*** TASK DATA
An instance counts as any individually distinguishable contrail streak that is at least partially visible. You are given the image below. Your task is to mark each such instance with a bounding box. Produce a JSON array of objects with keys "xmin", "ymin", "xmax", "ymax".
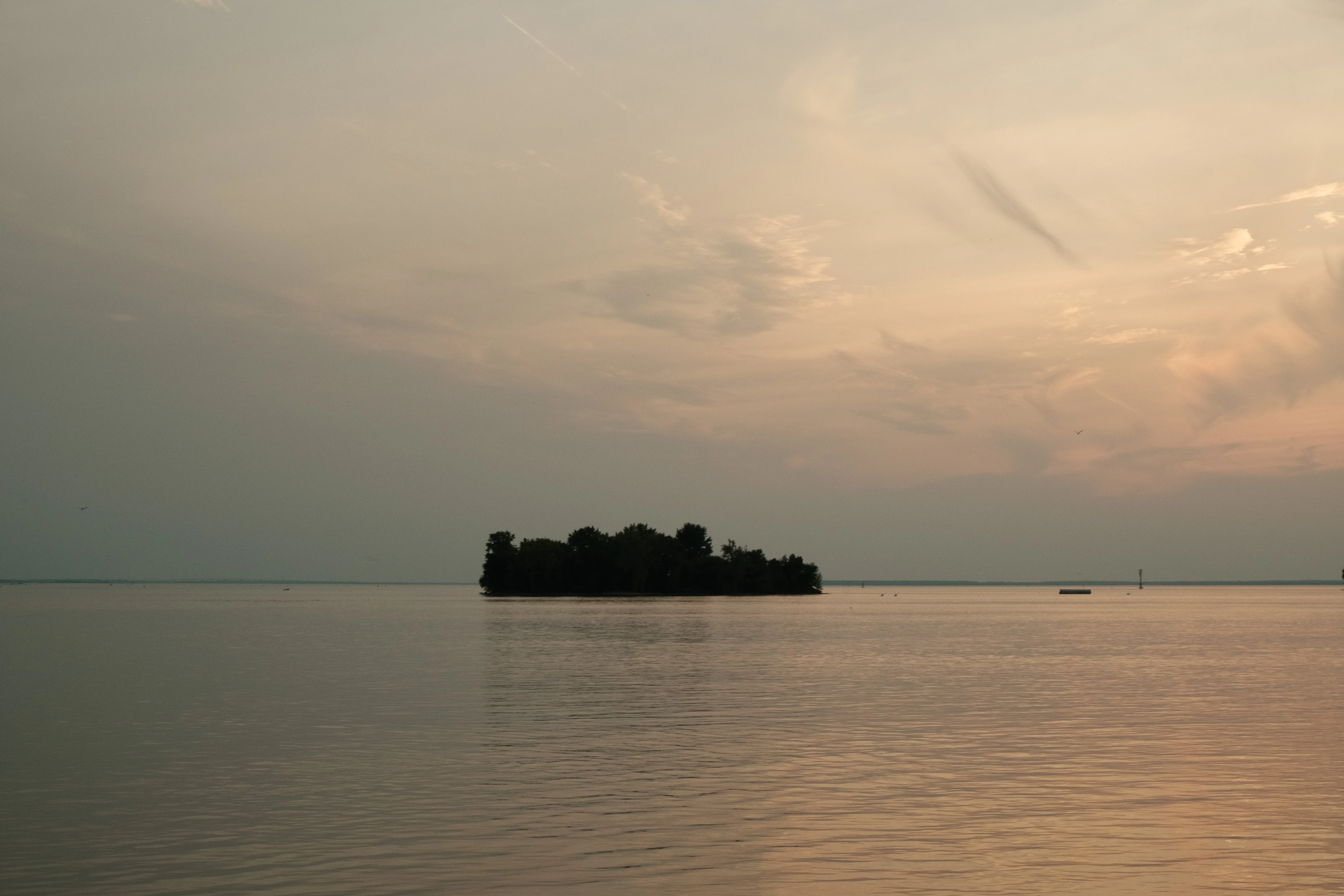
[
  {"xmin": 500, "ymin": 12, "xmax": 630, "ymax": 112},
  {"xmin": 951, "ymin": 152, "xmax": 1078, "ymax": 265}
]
******
*** TASK DATA
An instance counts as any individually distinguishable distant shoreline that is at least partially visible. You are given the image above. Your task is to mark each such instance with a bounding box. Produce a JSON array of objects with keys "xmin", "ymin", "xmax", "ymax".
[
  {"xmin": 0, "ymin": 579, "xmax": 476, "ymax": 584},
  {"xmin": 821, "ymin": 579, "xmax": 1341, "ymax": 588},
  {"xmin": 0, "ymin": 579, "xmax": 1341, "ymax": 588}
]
******
* **THE PROBLEM**: Count the lines in the records above that contain the string "counts", treating uppercase and lowercase letters as different. Give only the number.

* **RIGHT ANSWER**: 2